▶ Task instructions: Count the lines in the records below that contain the string "instance", with uppercase and lowercase treated as different. Reply with the number alone.

▶ Input data:
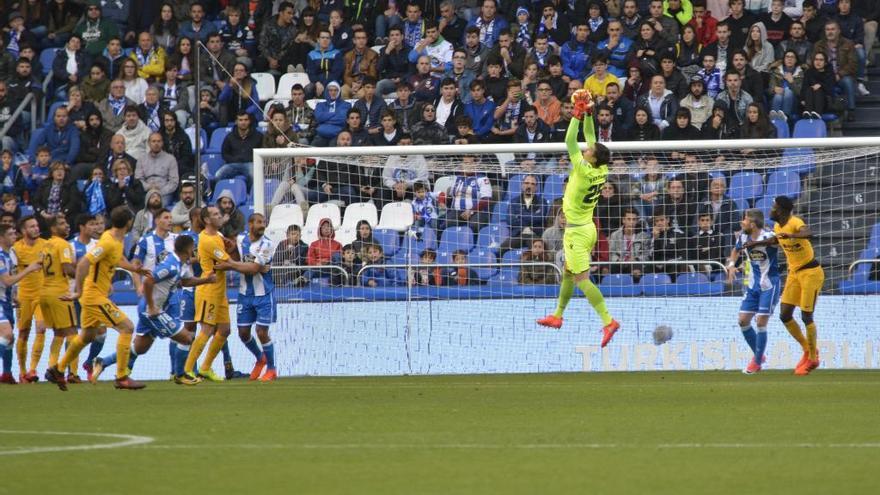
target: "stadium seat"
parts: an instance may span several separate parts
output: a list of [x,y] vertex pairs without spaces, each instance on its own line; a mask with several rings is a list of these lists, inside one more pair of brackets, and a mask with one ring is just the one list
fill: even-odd
[[[506,253],[501,257],[501,263],[503,264],[517,264],[522,260],[522,249],[513,249]],[[518,284],[519,283],[519,266],[502,266],[498,271],[498,277],[493,279],[493,281],[506,283],[506,284]]]
[[626,273],[605,275],[599,284],[599,290],[603,295],[610,297],[632,297],[642,293],[642,288]]
[[459,249],[470,252],[474,248],[474,231],[468,226],[449,227],[440,235],[438,253],[449,253]]
[[373,239],[382,246],[382,252],[386,257],[394,256],[400,249],[400,234],[394,229],[375,229]]
[[211,141],[208,147],[204,150],[205,153],[220,153],[223,150],[223,141],[226,139],[226,136],[232,131],[229,127],[218,127],[214,129],[214,132],[211,133]]
[[342,213],[336,203],[319,203],[309,208],[309,215],[306,217],[306,227],[318,228],[321,220],[329,218],[333,224],[333,228],[342,224]]
[[305,72],[288,72],[283,74],[278,81],[278,90],[275,92],[274,98],[276,100],[289,100],[290,88],[295,84],[302,84],[303,87],[306,87],[309,84],[309,75]]
[[357,233],[353,227],[339,227],[336,229],[336,237],[335,240],[345,246],[346,244],[351,244],[354,242]]
[[[52,72],[52,63],[55,62],[55,54],[60,48],[46,48],[40,52],[40,65],[43,66],[43,77]],[[41,78],[42,79],[42,78]]]
[[779,139],[788,139],[791,131],[788,130],[788,122],[782,119],[773,119],[770,122],[776,127],[776,137]]
[[501,243],[510,237],[510,229],[503,224],[487,225],[477,234],[477,247],[483,250],[498,252]]
[[217,174],[217,171],[220,170],[220,167],[225,163],[226,162],[223,161],[223,157],[220,156],[219,153],[206,153],[202,155],[202,165],[207,169],[206,175],[209,179],[213,179],[214,175]]
[[[268,101],[275,97],[275,76],[268,72],[251,72],[251,79],[257,83],[257,96],[260,101]],[[290,98],[290,90],[287,90]]]
[[565,189],[565,179],[567,175],[553,174],[548,175],[544,180],[544,193],[541,195],[544,201],[552,203],[562,197],[562,191]]
[[455,176],[454,175],[444,175],[443,177],[438,178],[434,181],[434,194],[446,193],[449,195],[449,190],[452,189],[452,186],[455,185]]
[[379,211],[373,203],[352,203],[345,207],[345,217],[342,219],[343,227],[354,229],[358,222],[366,220],[370,227],[379,223]]
[[275,195],[279,185],[281,185],[281,181],[278,179],[265,179],[263,183],[263,202],[269,204],[272,201],[272,196]]
[[409,203],[388,203],[382,207],[382,216],[377,227],[403,232],[412,226],[412,205]]
[[217,203],[217,198],[220,197],[220,193],[223,191],[232,193],[232,197],[237,200],[235,204],[238,206],[243,205],[247,201],[247,185],[241,177],[223,179],[217,182],[214,186],[214,193],[211,195],[212,204]]
[[[497,263],[498,258],[495,257],[495,253],[492,251],[486,251],[482,249],[474,249],[468,254],[468,263]],[[473,270],[477,273],[477,276],[480,277],[480,280],[486,281],[495,276],[498,272],[497,266],[491,267],[473,267]]]
[[767,178],[767,192],[765,196],[775,198],[776,196],[788,196],[796,199],[801,194],[801,177],[796,172],[773,172]]
[[730,179],[728,195],[734,201],[751,201],[764,194],[764,181],[755,172],[738,172]]
[[676,277],[675,285],[684,287],[689,296],[719,295],[724,291],[722,283],[710,282],[704,273],[682,273]]
[[[195,153],[196,152],[196,128],[195,127],[187,127],[184,132],[186,132],[186,136],[189,138],[189,142],[192,145],[193,153]],[[205,132],[204,129],[202,129],[202,132],[200,132],[199,134],[201,135],[201,137],[199,139],[201,140],[202,150],[204,150],[205,147],[208,146],[208,133]]]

▶ Exercise answer: 2